SHORT PROBLEM ▸
From the records below, pick out each line that contains the word "outdoor" and copy it. Case counts, so match uppercase and lowercase letters exactly.

DATA SUPPLIED ▸
════════════════

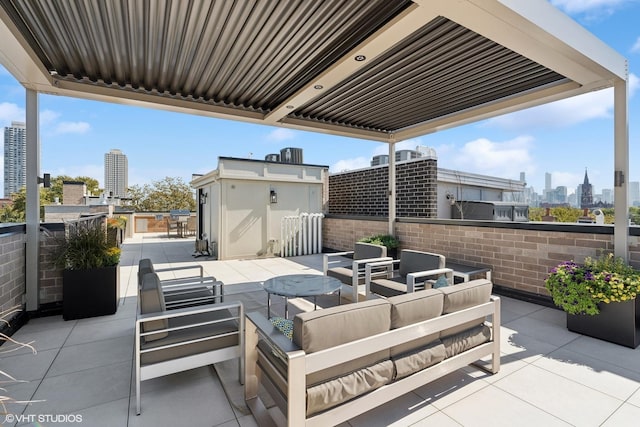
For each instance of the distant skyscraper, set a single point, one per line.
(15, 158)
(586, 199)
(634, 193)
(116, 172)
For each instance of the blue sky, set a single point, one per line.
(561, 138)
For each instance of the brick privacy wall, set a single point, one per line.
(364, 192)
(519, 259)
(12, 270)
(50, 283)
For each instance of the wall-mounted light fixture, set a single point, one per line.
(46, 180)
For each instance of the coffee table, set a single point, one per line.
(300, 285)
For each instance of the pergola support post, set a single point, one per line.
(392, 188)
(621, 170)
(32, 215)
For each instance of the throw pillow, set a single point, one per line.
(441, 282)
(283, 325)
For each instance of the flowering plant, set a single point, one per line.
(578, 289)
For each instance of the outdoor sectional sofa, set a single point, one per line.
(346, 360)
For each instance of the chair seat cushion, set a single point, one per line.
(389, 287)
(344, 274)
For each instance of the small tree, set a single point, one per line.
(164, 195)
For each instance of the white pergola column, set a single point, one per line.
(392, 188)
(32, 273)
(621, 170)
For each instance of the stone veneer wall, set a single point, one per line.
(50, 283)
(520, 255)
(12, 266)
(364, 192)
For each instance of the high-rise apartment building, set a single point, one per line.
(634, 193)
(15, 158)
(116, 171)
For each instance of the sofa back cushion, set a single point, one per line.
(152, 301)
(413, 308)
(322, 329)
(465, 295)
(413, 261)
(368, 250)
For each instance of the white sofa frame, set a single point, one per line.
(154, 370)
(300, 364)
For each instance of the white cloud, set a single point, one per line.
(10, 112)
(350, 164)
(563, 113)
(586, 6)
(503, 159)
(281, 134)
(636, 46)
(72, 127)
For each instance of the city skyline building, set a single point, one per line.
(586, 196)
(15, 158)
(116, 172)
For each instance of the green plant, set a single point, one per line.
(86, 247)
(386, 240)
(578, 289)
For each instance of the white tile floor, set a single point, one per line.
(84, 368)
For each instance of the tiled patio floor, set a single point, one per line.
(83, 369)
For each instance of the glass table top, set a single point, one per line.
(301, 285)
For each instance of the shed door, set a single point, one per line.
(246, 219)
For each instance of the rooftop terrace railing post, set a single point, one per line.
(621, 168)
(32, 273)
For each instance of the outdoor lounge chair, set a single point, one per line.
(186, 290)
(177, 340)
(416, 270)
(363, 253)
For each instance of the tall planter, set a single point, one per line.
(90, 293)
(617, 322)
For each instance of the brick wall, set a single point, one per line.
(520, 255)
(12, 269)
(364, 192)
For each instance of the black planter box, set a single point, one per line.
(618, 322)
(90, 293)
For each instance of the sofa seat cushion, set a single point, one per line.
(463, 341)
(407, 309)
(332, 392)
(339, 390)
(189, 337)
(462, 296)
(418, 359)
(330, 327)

════════════════

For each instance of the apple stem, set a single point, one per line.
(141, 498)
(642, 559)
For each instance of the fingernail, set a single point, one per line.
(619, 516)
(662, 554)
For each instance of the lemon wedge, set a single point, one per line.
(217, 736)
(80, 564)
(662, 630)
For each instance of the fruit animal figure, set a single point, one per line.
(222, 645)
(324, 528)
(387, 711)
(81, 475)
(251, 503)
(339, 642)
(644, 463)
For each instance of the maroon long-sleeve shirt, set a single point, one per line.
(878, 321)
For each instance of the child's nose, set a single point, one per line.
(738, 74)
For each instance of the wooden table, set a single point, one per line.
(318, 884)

════════════════

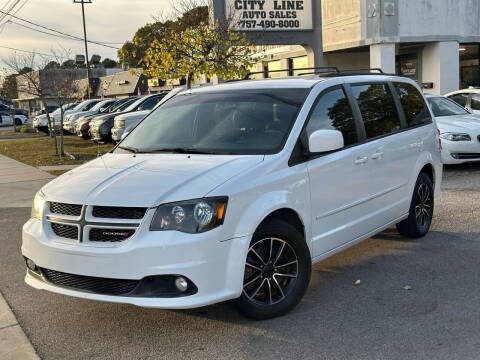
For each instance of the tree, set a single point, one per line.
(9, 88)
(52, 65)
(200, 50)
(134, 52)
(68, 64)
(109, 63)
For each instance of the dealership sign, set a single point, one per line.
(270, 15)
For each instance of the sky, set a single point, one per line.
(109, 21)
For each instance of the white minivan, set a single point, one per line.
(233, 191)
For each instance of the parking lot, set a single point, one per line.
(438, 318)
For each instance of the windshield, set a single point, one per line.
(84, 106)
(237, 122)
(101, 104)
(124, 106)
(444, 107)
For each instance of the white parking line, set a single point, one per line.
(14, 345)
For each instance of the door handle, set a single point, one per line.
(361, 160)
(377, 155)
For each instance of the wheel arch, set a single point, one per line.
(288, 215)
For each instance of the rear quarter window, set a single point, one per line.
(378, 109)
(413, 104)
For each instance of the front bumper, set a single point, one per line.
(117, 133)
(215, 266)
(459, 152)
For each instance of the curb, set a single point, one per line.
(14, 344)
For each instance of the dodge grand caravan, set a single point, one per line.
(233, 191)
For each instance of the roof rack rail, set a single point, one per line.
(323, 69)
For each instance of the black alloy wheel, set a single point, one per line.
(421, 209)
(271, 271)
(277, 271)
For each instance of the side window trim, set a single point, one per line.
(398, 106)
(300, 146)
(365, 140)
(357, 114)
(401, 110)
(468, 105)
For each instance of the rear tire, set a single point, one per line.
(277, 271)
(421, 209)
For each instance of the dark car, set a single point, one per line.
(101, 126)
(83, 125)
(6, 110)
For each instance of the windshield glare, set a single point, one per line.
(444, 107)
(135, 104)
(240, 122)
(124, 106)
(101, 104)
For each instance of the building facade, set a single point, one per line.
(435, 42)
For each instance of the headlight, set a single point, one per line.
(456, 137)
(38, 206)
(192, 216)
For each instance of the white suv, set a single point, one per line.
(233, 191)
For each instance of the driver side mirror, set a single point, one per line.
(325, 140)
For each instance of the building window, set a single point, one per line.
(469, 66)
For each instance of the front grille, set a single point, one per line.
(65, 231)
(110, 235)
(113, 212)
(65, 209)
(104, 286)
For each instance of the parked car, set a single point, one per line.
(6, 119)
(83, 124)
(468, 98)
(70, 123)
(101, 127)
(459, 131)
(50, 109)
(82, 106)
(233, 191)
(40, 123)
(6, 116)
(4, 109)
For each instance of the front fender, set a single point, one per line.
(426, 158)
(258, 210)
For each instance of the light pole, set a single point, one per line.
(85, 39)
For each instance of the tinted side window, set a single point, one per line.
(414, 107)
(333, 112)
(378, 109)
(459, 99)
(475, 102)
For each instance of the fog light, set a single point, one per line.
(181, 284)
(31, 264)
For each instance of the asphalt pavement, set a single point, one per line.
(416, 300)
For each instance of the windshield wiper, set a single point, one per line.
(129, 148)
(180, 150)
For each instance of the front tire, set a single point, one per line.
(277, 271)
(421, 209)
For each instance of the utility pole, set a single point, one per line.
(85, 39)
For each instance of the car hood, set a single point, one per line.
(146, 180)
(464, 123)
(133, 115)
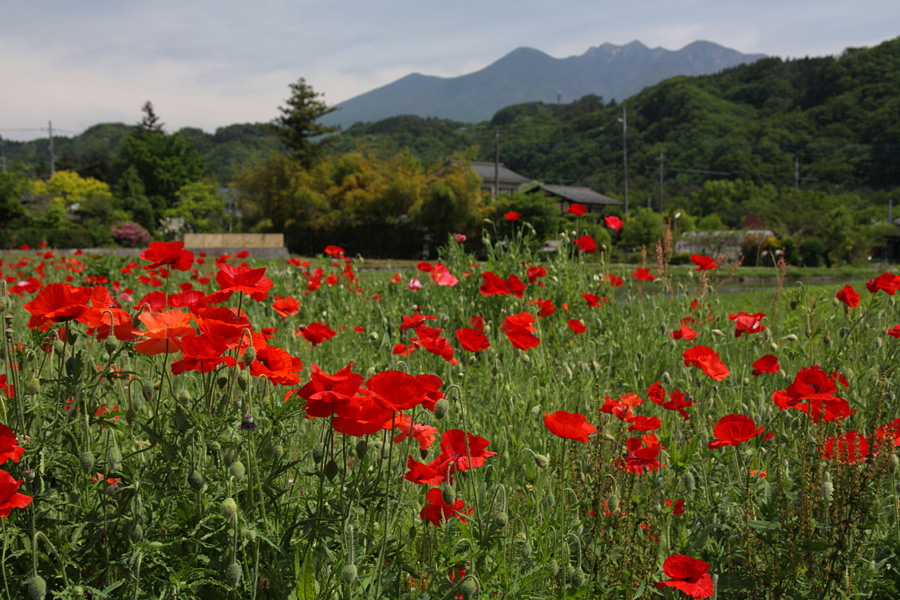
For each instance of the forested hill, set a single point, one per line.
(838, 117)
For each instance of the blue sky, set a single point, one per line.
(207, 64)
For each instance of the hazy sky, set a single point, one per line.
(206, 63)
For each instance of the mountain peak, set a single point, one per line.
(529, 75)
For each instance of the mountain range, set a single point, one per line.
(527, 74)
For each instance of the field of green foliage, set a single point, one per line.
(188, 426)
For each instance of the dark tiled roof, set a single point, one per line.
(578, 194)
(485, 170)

════════════════

REPLY ▸
For each instance of the outdoor sectional sofa, set a single point, one per line.
For each instance of the outdoor lounge chair, set a single point, one per line.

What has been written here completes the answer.